YOUR GOAL:
Reproduce the complete listing without any deviation.

DATA ENTRIES:
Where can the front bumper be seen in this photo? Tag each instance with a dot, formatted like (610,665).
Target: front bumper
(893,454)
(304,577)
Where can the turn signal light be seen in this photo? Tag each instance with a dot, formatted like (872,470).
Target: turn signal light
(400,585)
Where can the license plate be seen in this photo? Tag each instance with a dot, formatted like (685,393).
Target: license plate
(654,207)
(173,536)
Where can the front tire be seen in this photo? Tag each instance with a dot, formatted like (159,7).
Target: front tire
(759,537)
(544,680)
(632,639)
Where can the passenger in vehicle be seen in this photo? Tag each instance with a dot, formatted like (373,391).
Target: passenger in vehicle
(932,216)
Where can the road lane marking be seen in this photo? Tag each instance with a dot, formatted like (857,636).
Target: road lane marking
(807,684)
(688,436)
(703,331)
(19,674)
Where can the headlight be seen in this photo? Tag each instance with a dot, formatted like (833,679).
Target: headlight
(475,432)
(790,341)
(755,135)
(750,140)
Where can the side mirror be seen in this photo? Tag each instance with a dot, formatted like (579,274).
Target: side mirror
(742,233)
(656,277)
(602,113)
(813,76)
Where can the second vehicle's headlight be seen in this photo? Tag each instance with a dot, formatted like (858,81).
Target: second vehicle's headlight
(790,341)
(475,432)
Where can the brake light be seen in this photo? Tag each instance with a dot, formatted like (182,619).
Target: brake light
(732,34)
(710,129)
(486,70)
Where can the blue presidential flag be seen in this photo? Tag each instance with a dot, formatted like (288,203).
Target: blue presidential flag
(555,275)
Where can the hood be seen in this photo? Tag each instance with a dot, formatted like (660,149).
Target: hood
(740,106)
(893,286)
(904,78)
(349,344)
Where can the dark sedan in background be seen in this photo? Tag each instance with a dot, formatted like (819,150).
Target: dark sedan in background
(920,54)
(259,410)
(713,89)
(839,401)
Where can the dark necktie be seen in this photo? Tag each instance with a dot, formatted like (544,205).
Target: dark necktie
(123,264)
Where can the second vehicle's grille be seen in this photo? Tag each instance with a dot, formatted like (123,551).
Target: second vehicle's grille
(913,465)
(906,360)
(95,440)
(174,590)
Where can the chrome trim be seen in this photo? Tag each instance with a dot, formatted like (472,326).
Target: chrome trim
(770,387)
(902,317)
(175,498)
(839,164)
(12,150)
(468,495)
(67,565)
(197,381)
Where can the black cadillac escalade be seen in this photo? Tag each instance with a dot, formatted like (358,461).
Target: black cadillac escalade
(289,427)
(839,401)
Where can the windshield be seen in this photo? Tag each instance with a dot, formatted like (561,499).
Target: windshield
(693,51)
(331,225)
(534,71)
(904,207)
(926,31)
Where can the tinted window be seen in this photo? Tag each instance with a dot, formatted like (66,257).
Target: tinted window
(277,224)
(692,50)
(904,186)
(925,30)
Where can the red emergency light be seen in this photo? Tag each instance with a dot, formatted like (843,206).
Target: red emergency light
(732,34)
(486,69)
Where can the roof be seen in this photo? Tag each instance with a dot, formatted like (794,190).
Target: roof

EXERCISE ANSWER:
Where can the front bumper be seen in this photo? Tag each instance with a dot, formatted like (610,665).
Target: front bumper
(893,454)
(304,577)
Where can the turn signal light be seen in this photo? Tag each instance with a dot, formatted like (872,470).
Target: turn signal light
(400,585)
Where can the license plate be seen in this photo? Tag each instance with a dot, formatted like (685,393).
Target: license plate
(654,207)
(173,536)
Where can the front tire be seen in this photo? Tag each instance with a dot, formatted like (159,7).
Target: front tire
(759,537)
(544,680)
(632,639)
Where can the passenger in vehicle be seen in this photo? Tag each instance with a dot, formatted like (373,391).
Target: passenger in vehicle
(932,216)
Where can the road lane marking be seen in this photo? Tag each instance with a dot, formatted like (857,636).
Target: road lane marking
(807,684)
(688,436)
(703,331)
(19,674)
Where can the headlight be seen in this photo? Tag each instance with a dot, formatted like (833,679).
Target: headlight
(475,432)
(790,341)
(755,135)
(750,140)
Where can the side mirror be seen in this photo? Tag each instance with a dot, formatted like (579,274).
Target: side mirror
(742,233)
(656,277)
(602,113)
(813,76)
Where can the second vehicle's headlight be seen in this photo? Tag each instance with a dot, formatted like (858,81).
Target: second vehicle's headlight
(790,341)
(475,432)
Where can the brake light be seen in this photo? Tag each instance with a dot, formatted like (182,619).
Target: brake light
(732,34)
(710,129)
(486,70)
Where can the blue presidential flag be seen in this photo? Tag each instance with a dot, formatted like (288,203).
Target: blue presidential flag
(555,275)
Where can the hood be seen in this photo? Tag each instance with a dot, formatted like (660,149).
Target: hood
(740,106)
(893,286)
(904,78)
(349,344)
Where can the dark sedan in background be seen in this photo? Tag each instance with a dot, formatted like (819,150).
Target: dark sedan in background
(920,54)
(259,410)
(713,89)
(839,401)
Where can the dark necktie be seen in this photo? Tag each instance with a dot, formatted like (544,205).
Target: dark necktie
(123,264)
Where can the second vehicle's grille be seen in this photo? Tag each instance with a dot, formatted like (123,551).
Target: second vehicle's grille
(913,465)
(906,360)
(95,440)
(174,590)
Where can the chrome trim be seen in this photo? Tag each instance with a dot, formatted like (472,326).
Target: chrome trim
(770,387)
(902,317)
(175,498)
(839,164)
(12,150)
(468,495)
(67,565)
(197,381)
Where can the black cadillac escalade be seen in this photo? Tag each instance with a dot, formatted like (358,461).
Target: black cadillac escalade
(289,427)
(839,401)
Where can the windshield be seen in this photo? Tag each instance with a dot, formatted like (561,499).
Target: windshield
(693,51)
(331,225)
(534,71)
(904,207)
(926,31)
Where can the tinted window be seen in this photo? Tag each instance with a dot, formatted like (66,257).
Target: tinted window
(277,224)
(692,50)
(904,186)
(925,30)
Where can the red emergency light be seen in this photo? Tag each instance with a dot, formatted like (843,206).
Target: red emergency light
(732,34)
(486,69)
Where can the roof be seen in this photo? Tag each instance with a dot, formatted like (794,190).
Target: roof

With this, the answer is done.